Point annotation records
···

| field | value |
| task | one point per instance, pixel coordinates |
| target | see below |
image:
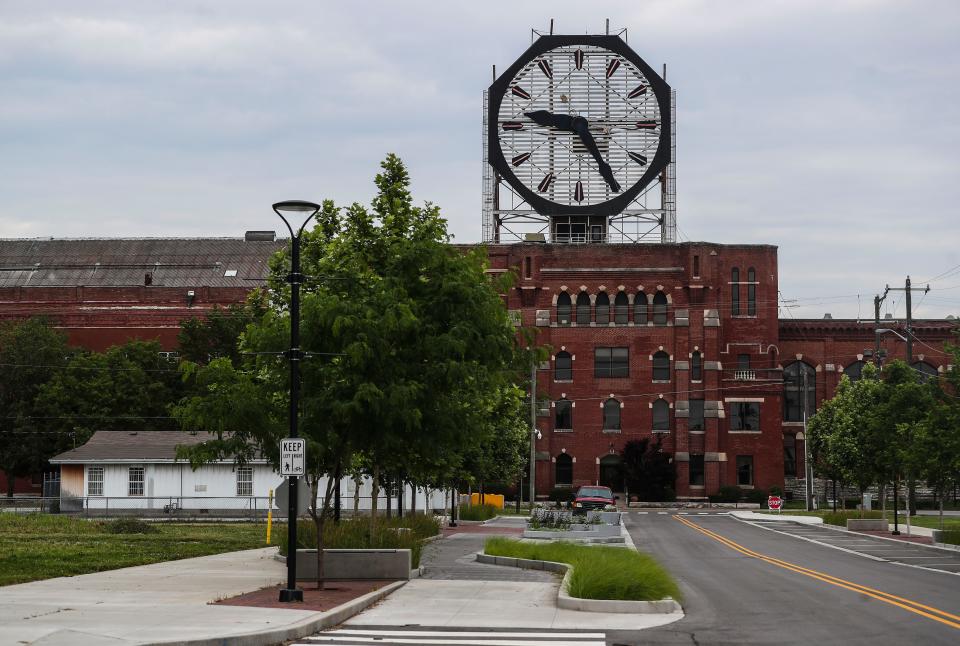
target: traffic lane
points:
(731, 598)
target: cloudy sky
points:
(829, 128)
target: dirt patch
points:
(334, 594)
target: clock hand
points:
(580, 127)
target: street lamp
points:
(294, 354)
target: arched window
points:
(563, 415)
(793, 387)
(611, 415)
(563, 309)
(583, 309)
(603, 309)
(563, 367)
(563, 471)
(661, 366)
(659, 308)
(924, 370)
(661, 415)
(735, 291)
(640, 308)
(854, 370)
(621, 308)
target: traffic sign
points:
(293, 452)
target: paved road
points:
(732, 597)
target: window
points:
(603, 308)
(244, 481)
(793, 386)
(611, 415)
(745, 470)
(661, 366)
(135, 481)
(696, 415)
(854, 371)
(563, 308)
(659, 308)
(789, 455)
(563, 367)
(583, 309)
(696, 470)
(94, 481)
(563, 470)
(735, 291)
(611, 362)
(640, 309)
(661, 416)
(744, 416)
(621, 309)
(563, 415)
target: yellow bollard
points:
(269, 515)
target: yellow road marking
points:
(915, 607)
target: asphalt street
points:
(746, 585)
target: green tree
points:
(31, 353)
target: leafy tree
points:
(31, 353)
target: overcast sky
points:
(828, 128)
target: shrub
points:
(598, 572)
(130, 526)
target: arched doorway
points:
(611, 473)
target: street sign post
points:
(292, 456)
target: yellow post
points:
(269, 515)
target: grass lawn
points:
(42, 546)
(598, 572)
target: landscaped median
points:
(597, 579)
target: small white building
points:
(118, 470)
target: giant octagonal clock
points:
(579, 125)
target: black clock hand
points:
(580, 127)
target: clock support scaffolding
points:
(650, 218)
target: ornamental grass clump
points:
(599, 572)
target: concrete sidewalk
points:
(161, 603)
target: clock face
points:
(579, 125)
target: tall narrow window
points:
(94, 481)
(563, 309)
(603, 309)
(563, 367)
(244, 481)
(563, 470)
(661, 366)
(661, 416)
(620, 308)
(583, 309)
(135, 481)
(640, 308)
(659, 308)
(611, 415)
(564, 415)
(735, 291)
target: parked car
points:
(592, 497)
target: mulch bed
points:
(334, 594)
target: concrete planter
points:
(867, 524)
(354, 564)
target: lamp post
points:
(294, 354)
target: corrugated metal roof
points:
(146, 446)
(122, 262)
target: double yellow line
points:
(929, 612)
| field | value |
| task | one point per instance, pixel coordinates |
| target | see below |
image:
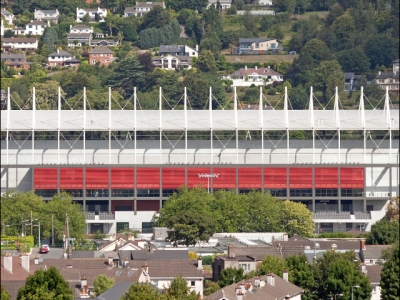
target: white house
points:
(20, 43)
(48, 15)
(170, 62)
(81, 12)
(141, 8)
(257, 76)
(9, 17)
(224, 4)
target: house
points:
(223, 4)
(19, 43)
(170, 62)
(104, 43)
(102, 55)
(257, 46)
(48, 15)
(62, 58)
(81, 12)
(389, 80)
(257, 76)
(268, 286)
(178, 50)
(141, 8)
(17, 61)
(9, 17)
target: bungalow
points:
(257, 46)
(16, 61)
(48, 15)
(170, 62)
(19, 43)
(257, 76)
(178, 50)
(9, 17)
(141, 8)
(81, 12)
(62, 58)
(102, 55)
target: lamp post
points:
(213, 175)
(354, 286)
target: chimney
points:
(8, 262)
(145, 267)
(362, 245)
(199, 264)
(83, 281)
(239, 295)
(25, 261)
(285, 275)
(271, 279)
(231, 251)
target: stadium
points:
(122, 165)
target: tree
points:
(353, 60)
(272, 264)
(4, 294)
(229, 276)
(206, 62)
(128, 74)
(45, 285)
(179, 289)
(102, 283)
(142, 291)
(328, 76)
(297, 219)
(390, 288)
(189, 225)
(384, 232)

···

→ **WHAT IS NEEDED**:
Rename "target" to "label" throughout the whole listing and reproduce it with everything else unchanged. Leave the pictures out of your answer.

→ **FINISHED EXERCISE**:
| field | value |
| task | one point per instance, pixel coordinates |
| label | see below |
image:
label: traffic lane
points:
(731, 598)
label: cloudy sky
points:
(829, 128)
label: dirt patch
points:
(334, 594)
label: clock hand
points:
(580, 127)
label: street lamp
points:
(294, 354)
label: arched window
points:
(563, 415)
(793, 387)
(611, 415)
(563, 309)
(583, 309)
(603, 309)
(563, 367)
(563, 471)
(661, 366)
(659, 308)
(924, 370)
(661, 415)
(735, 291)
(640, 308)
(854, 370)
(621, 308)
label: traffic sign
points:
(293, 452)
label: paved road
points:
(732, 597)
label: window
points:
(603, 308)
(244, 481)
(793, 386)
(611, 415)
(745, 470)
(661, 366)
(135, 481)
(696, 415)
(854, 371)
(563, 308)
(659, 308)
(789, 455)
(563, 367)
(583, 309)
(696, 470)
(94, 481)
(563, 470)
(735, 291)
(611, 362)
(640, 309)
(661, 416)
(744, 416)
(621, 309)
(563, 415)
label: yellow bollard
points:
(269, 515)
label: yellow road marking
points:
(915, 607)
label: asphalt street
points:
(746, 585)
label: green tree
points:
(31, 353)
label: leafy tree
points:
(31, 353)
label: overcast sky
points:
(828, 128)
label: shrub
points:
(598, 572)
(130, 526)
label: arched doorway
points:
(611, 473)
label: street sign post
points:
(292, 456)
label: yellow post
points:
(269, 515)
label: grass lawn
points:
(42, 546)
(598, 572)
label: landscaped median
points:
(597, 579)
label: small white building
points:
(118, 470)
label: giant octagonal clock
points:
(579, 125)
label: black clock hand
points:
(580, 127)
label: clock support scaffolding
points:
(650, 218)
label: ornamental grass clump
points:
(599, 572)
label: concrete sidewalk
points:
(161, 603)
label: clock face
points:
(579, 125)
label: tall narrow window
points:
(94, 481)
(563, 309)
(603, 309)
(563, 367)
(244, 481)
(563, 470)
(661, 366)
(661, 416)
(620, 308)
(583, 309)
(135, 481)
(640, 308)
(659, 308)
(611, 415)
(564, 415)
(735, 291)
label: parked car
points:
(592, 497)
label: mulch bed
points:
(334, 594)
label: concrete planter
points:
(867, 524)
(354, 564)
label: lamp post
points:
(294, 354)
label: corrugated metal roof
points:
(146, 446)
(122, 262)
label: double yellow line
points:
(929, 612)
| field | value |
| task | one point per instance, pixel coordinates |
| label | see below |
image:
label: white house
points:
(20, 43)
(48, 15)
(170, 62)
(81, 12)
(141, 8)
(257, 76)
(9, 17)
(224, 4)
label: house
points:
(223, 4)
(19, 43)
(170, 62)
(104, 43)
(102, 55)
(257, 46)
(48, 15)
(62, 58)
(81, 12)
(389, 80)
(257, 76)
(268, 286)
(178, 50)
(141, 8)
(17, 61)
(9, 17)
label: bungalow
points:
(257, 46)
(16, 61)
(48, 15)
(170, 62)
(19, 43)
(257, 76)
(178, 50)
(9, 17)
(141, 8)
(81, 12)
(62, 58)
(102, 55)
label: lamp post
points:
(213, 175)
(354, 286)
label: chimney
points:
(8, 262)
(145, 267)
(362, 245)
(199, 264)
(83, 281)
(239, 295)
(25, 261)
(285, 275)
(271, 279)
(231, 251)
label: stadium
points:
(122, 165)
label: tree
points:
(353, 60)
(272, 264)
(4, 294)
(229, 276)
(206, 62)
(128, 74)
(45, 285)
(179, 289)
(102, 283)
(142, 291)
(328, 76)
(297, 219)
(390, 288)
(189, 225)
(384, 232)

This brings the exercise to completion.